## Passage to read

━━━━

Out of the Rough: Love & Golf
- Flannel Diaries

- May 23
- 4 min read
"It's a trip, you know? When you're a kid, you—you see the life you want, and it never crosses your mind that it's not gonna turn out that way." — Monica, Love & Basketball

I was thinking about that movie, "Love & Basketball," the other day. It came out in 2000, and at the time, I was dating a woman who complicated my life in ways I didn’t fully understand back then. She’d break up with me at least once a month, only to get back together like clockwork. It was a toxic cycle. We were both dragging around our childhood trauma, both immigrants, her from Poland, me from the Philippines. That combination sounds like the start of a joke, but it wasn’t funny. It was survival.

━━━━

## Supplied data
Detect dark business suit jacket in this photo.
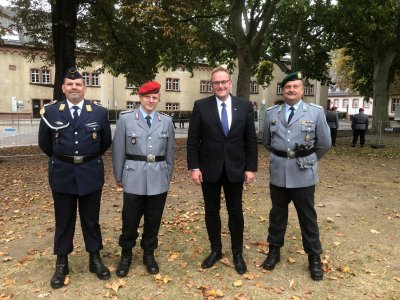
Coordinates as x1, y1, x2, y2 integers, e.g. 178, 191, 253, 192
187, 96, 257, 182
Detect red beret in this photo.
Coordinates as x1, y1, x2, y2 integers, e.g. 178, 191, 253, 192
138, 81, 161, 95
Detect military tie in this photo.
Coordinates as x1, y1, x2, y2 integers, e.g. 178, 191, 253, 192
221, 103, 229, 136
72, 105, 79, 125
288, 106, 294, 124
145, 116, 151, 127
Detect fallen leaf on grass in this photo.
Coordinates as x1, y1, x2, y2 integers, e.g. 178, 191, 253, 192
288, 257, 296, 265
233, 279, 243, 287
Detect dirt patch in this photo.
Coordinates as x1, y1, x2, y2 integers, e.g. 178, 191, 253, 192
0, 137, 400, 299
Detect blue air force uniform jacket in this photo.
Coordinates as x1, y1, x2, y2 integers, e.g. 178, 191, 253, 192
262, 101, 331, 188
112, 109, 175, 195
39, 100, 111, 196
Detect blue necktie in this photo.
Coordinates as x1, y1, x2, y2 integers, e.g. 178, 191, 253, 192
288, 106, 294, 124
221, 103, 229, 136
72, 105, 79, 125
145, 116, 151, 127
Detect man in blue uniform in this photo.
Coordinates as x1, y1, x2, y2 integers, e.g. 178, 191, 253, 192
263, 72, 331, 280
39, 67, 111, 289
112, 81, 175, 277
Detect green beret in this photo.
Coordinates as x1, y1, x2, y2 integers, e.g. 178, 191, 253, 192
281, 71, 303, 87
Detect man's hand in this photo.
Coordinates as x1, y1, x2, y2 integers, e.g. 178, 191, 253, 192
244, 171, 256, 184
192, 170, 203, 184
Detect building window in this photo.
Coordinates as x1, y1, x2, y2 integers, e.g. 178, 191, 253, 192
31, 69, 51, 84
276, 83, 282, 95
390, 98, 400, 112
82, 72, 100, 86
165, 102, 179, 110
92, 73, 100, 86
200, 80, 212, 93
333, 99, 339, 107
126, 101, 140, 109
250, 81, 258, 94
304, 84, 314, 96
165, 78, 180, 91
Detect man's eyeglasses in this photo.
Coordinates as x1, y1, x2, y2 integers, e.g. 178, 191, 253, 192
211, 80, 230, 86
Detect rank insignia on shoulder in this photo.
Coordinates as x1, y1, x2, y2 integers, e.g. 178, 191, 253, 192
267, 104, 279, 111
120, 109, 133, 115
310, 103, 324, 109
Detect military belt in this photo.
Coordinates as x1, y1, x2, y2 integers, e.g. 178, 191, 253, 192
125, 154, 165, 162
53, 153, 99, 164
271, 148, 315, 158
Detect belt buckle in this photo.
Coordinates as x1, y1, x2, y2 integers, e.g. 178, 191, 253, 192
287, 150, 296, 158
74, 156, 83, 164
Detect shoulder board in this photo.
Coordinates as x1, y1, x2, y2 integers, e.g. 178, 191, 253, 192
158, 111, 171, 118
308, 103, 324, 109
44, 100, 57, 106
92, 101, 103, 107
120, 109, 133, 115
266, 104, 279, 111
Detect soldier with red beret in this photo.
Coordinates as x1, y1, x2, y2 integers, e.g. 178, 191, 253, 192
112, 81, 175, 277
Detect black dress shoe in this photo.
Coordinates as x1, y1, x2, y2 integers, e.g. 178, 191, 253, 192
89, 252, 111, 280
115, 249, 132, 277
308, 255, 324, 281
233, 254, 247, 275
50, 255, 69, 289
262, 247, 281, 271
201, 250, 222, 269
143, 252, 160, 274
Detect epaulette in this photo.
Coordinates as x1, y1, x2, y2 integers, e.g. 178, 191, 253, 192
158, 111, 171, 118
309, 103, 324, 110
266, 104, 279, 111
120, 109, 133, 115
92, 101, 103, 107
44, 100, 57, 106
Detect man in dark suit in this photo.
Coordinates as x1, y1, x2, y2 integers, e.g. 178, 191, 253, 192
351, 108, 368, 147
187, 67, 257, 274
39, 68, 111, 289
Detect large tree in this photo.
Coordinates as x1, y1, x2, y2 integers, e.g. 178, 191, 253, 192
335, 0, 400, 128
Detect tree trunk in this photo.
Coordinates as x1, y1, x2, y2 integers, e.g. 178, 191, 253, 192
51, 0, 79, 100
372, 49, 396, 131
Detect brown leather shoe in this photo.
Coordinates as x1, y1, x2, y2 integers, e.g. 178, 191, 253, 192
262, 247, 281, 271
201, 250, 222, 269
308, 255, 324, 281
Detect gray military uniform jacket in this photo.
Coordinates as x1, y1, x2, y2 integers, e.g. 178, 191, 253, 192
262, 101, 331, 188
112, 109, 175, 195
351, 113, 368, 130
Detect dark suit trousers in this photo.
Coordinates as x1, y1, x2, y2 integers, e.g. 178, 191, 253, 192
52, 189, 103, 255
268, 184, 322, 255
353, 129, 366, 146
201, 168, 244, 254
119, 192, 167, 251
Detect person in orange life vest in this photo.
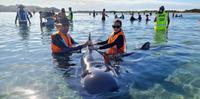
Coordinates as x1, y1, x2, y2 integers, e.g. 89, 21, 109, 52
51, 19, 89, 54
94, 19, 126, 55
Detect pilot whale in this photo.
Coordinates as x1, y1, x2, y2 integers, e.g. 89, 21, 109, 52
81, 34, 119, 94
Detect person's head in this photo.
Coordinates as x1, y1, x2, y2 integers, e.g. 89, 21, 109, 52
61, 8, 65, 13
69, 7, 72, 11
159, 6, 165, 12
60, 18, 69, 33
112, 19, 122, 32
18, 4, 25, 10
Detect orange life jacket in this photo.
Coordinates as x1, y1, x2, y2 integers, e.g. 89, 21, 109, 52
106, 31, 126, 55
51, 31, 73, 53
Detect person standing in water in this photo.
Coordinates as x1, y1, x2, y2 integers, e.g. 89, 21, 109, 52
120, 13, 124, 19
146, 14, 150, 23
154, 6, 170, 31
58, 8, 67, 21
91, 19, 126, 56
51, 18, 90, 54
138, 13, 142, 22
15, 5, 31, 26
92, 10, 96, 17
101, 9, 108, 21
68, 7, 73, 21
130, 13, 137, 22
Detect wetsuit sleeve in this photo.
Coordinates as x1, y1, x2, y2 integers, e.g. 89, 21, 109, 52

━━━━

## Problem set
1: Answer these questions from the Flannel Diaries post:
(a) Which character from "Love & Basketball" is quoted at the top of the post?
(b) In what year did "Love & Basketball" come out?
(c) How often would the woman the writer was dating break up with the writer?
2: Copy the Flannel Diaries post word for word from "Out of the Rough: Love" to "It was survival.".

## Results by task
1:
(a) Monica
(b) 2000
(c) At least once a month

2:
Out of the Rough: Love & Golf
- Flannel Diaries

- May 23
- 4 min read
"It's a trip, you know? When you're a kid, you—you see the life you want, and it never crosses your mind that it's not gonna turn out that way." — Monica, Love & Basketball

I was thinking about that movie, "Love & Basketball," the other day. It came out in 2000, and at the time, I was dating a woman who complicated my life in ways I didn’t fully understand back then. She’d break up with me at least once a month, only to get back together like clockwork. It was a toxic cycle. We were both dragging around our childhood trauma, both immigrants, her from Poland, me from the Philippines. That combination sounds like the start of a joke, but it wasn’t funny. It was survival.